**ИСХОДНЫЙ ТЕКСТ:**
------------------------------------------------------------------------
Удивительно то, что, экспериментируя с жанром исторической хроники, Парфенов не залезает на табуретку с целью разрекламировать свою оригинальность: «Все, что вы знаете об истории, – ложь, сейчас я скажу вам правду – как было на самом деле». Ровно наоборот, другая интонация: да, Сталина вынесли из Мавзолея, кукуруза – царица полей, «За вашу и нашу свободу!», но ведь все мы знаем, что общеизвестные факты часто на поверку оказываются вымыслом, фальсификацией; однако что-то нам известно из официальной версии, что-то мы помним сами, до чего-то можем без посторонней помощи докопаться – и раз так, давайте-ка все вместе возьмем и припомним, как все это было, и начнем – с мелочей; бог – в деталях. Парфенов, может быть, не счел нужным подробно рассказать о конфликте внутри интеллигенции потому, что уже подметил, что Пьеха и Кристалинская спели пахмутовско-добронравовскую «Нежность» «очень по-своему. Ключевые строчки „Так же пусто было на Земле и когда летал Экзюпери“ Пьеха пропоет с апломбом урожденной француженки, встретившей знакомое слово в русском тексте, а Кристалинская – сдержанно, как начитанная жена советского авиатора». Есть детали, которые и так все объясняют.
Главный эффект, который провоцирует парфеновская история, – припоминание. Парфеновская история получилась не только удивительно узнаваемой, но и удивительно, что ли, гуманной: главный герой здесь – правда народ, обычные люди. Как правило, у историков прошлое – чужая страна; в парфеновском прошлом так же комфортно, привычно, как в настоящем. Тридцать, сорок лет назад – какая разница: намедни. Да, изменились экономические обстоятельства – но не люди, видно, что мы такие же, как наши родители, и читатель воспринимает это как комплимент: в конце концов, в соблюдении традиций и верности предкам есть нечто позволяющее испытать лестное чувство самоуважения. Советская история дает наблюдателю много поводов для того, чтобы сказать: «До чего ж у нас все было убого и отвратительно». В парфеновской версии она выглядит прирученной, безопасной, своей; ага, у меня был такой луноход и такой же диапроектор, который, точно, страшно перегревался. И даже негативный опыт уже облагорожен историей; ну да, «что пройдет, то будет мило».
------------------------------------------------------------------------
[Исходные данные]

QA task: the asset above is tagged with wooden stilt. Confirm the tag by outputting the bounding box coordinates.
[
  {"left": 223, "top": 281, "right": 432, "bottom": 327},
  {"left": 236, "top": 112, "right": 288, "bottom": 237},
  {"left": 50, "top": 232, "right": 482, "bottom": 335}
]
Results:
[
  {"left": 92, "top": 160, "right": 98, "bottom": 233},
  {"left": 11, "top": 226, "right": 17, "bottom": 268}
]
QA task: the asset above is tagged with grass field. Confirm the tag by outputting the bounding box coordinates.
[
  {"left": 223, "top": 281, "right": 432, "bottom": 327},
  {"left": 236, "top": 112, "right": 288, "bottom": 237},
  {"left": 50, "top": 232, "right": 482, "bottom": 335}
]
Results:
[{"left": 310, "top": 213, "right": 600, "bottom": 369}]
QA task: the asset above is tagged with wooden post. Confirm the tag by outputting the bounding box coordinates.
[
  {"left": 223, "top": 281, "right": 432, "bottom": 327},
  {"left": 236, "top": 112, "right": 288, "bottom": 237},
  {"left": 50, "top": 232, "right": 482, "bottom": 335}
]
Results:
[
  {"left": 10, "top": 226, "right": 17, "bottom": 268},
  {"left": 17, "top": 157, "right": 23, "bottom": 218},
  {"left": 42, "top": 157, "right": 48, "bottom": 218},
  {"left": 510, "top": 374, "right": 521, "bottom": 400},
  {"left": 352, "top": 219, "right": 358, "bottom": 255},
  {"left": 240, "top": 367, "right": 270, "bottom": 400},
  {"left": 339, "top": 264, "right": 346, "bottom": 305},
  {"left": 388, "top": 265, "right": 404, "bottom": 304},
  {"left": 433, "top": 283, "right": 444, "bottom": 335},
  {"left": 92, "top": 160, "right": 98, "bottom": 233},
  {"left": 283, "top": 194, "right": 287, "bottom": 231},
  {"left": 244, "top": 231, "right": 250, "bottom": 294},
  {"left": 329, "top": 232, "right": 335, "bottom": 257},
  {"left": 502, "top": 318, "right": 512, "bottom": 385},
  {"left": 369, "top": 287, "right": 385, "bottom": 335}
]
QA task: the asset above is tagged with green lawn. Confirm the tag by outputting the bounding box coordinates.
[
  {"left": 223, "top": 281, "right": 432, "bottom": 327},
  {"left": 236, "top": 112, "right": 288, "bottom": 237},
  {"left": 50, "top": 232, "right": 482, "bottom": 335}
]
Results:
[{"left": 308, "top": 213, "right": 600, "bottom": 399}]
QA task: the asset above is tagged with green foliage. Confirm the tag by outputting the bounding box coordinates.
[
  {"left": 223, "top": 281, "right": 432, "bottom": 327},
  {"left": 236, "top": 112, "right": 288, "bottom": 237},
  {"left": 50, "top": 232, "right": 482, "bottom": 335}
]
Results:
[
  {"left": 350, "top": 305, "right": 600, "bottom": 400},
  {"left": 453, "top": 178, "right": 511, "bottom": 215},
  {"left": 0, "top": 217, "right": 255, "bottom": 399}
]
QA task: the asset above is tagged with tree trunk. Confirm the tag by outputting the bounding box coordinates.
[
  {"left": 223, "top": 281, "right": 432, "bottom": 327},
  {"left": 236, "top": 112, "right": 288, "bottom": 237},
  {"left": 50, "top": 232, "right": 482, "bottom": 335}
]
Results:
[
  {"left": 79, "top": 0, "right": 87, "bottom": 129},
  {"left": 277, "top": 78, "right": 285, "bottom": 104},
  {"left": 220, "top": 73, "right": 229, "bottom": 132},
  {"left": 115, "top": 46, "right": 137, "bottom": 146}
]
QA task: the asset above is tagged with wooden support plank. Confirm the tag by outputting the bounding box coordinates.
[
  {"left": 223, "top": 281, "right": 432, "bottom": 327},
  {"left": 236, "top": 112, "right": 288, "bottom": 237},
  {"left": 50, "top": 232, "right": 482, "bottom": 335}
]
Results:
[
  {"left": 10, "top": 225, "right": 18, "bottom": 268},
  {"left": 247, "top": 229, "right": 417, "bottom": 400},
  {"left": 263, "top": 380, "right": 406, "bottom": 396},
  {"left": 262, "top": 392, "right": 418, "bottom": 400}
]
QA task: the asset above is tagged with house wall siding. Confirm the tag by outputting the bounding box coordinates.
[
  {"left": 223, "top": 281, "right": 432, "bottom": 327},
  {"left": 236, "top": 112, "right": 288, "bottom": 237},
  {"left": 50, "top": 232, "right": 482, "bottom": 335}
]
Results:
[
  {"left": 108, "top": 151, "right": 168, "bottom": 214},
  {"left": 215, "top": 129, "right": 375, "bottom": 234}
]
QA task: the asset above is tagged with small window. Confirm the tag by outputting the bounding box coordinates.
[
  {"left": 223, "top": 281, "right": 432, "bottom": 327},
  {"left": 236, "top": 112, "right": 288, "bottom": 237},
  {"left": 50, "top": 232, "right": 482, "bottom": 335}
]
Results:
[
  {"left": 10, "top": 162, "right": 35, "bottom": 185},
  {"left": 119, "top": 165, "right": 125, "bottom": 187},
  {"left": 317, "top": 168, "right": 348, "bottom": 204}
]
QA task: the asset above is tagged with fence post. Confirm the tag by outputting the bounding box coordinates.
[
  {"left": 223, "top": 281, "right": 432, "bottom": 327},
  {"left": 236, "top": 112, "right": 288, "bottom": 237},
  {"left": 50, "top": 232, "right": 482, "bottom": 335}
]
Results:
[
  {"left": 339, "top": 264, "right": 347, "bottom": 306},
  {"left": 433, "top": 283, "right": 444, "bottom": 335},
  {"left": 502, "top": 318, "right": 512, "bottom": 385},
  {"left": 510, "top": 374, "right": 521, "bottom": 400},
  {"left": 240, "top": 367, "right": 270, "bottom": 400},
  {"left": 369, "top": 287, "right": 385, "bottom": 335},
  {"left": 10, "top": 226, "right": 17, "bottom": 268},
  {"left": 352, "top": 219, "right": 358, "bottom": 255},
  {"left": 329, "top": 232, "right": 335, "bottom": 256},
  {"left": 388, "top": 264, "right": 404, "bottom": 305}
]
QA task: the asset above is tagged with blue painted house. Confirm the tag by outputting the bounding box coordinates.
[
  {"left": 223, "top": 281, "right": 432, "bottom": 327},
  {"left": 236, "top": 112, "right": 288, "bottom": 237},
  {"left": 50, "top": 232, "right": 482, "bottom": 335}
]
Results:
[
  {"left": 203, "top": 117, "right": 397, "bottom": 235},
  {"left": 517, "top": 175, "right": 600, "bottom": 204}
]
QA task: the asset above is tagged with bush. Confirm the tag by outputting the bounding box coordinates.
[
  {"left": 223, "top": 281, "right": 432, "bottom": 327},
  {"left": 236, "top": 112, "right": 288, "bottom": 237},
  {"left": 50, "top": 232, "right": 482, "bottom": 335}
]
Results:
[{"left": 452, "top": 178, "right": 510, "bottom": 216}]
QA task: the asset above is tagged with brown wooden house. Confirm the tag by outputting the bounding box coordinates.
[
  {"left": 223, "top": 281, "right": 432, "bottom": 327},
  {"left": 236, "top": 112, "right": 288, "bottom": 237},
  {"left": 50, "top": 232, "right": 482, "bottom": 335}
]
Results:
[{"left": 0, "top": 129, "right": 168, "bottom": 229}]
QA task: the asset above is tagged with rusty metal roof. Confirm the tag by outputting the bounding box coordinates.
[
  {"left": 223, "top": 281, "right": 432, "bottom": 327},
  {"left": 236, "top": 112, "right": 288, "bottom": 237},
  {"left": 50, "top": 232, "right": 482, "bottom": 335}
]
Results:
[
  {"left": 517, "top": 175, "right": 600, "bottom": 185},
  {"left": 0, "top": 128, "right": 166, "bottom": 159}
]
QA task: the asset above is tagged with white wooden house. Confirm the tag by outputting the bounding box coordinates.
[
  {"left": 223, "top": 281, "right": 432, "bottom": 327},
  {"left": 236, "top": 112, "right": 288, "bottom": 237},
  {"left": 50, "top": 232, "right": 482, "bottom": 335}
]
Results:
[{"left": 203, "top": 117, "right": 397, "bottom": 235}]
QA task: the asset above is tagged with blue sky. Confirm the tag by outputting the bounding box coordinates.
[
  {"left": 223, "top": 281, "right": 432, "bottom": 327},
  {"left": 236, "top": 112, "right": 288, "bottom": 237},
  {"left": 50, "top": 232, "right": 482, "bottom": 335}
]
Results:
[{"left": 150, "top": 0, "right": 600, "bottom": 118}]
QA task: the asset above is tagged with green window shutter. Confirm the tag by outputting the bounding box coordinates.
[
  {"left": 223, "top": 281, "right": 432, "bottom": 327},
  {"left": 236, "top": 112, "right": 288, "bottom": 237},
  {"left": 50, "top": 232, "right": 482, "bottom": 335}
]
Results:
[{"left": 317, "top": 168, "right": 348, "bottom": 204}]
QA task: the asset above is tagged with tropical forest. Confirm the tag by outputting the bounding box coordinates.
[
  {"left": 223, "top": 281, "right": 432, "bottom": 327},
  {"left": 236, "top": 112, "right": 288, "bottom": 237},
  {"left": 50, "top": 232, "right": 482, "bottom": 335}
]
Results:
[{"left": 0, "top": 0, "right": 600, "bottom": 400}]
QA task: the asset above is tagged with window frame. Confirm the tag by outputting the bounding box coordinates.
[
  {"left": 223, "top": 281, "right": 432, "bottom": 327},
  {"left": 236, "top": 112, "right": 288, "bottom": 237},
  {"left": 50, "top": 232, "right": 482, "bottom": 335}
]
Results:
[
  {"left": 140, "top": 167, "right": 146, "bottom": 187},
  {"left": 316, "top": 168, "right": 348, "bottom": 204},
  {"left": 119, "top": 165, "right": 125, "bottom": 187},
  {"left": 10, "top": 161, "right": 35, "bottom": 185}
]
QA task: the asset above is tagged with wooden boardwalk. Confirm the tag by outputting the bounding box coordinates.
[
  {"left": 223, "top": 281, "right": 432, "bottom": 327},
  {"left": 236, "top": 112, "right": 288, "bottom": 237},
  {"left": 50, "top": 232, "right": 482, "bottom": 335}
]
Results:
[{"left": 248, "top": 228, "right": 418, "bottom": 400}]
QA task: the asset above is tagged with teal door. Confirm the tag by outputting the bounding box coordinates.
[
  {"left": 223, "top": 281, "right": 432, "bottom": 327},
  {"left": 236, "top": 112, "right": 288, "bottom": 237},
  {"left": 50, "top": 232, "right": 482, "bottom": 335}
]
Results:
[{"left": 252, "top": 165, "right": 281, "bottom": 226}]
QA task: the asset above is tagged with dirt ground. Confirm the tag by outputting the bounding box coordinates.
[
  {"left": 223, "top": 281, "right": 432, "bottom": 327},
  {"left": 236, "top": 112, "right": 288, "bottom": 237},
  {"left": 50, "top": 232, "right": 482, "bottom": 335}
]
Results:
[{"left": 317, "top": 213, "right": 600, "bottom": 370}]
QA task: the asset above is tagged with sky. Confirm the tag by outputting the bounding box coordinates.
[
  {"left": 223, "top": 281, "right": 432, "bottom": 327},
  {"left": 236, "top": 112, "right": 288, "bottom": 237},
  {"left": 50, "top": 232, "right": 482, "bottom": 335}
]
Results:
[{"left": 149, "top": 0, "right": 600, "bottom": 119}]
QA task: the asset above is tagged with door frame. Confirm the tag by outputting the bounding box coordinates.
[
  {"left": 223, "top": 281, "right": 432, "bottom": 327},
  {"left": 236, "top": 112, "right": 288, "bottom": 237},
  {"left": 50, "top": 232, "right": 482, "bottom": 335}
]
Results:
------------------------------------------------------------------------
**УКАЗАНИЯ К УПРАЖНЕНИЮ:**
1. Какой главный эффект провоцирует парфеновская история, согласно исходному тексту?
2. Приведите все строки записей, в которых встречается слово «post». Регистр букв учитывается.

**ОТВЕТЫ:**
1. Припоминание.

2.
QA task: the asset above is tagged with wooden post. Confirm the tag by outputting the bounding box coordinates.
QA task: the asset above is tagged with fence post. Confirm the tag by outputting the bounding box coordinates.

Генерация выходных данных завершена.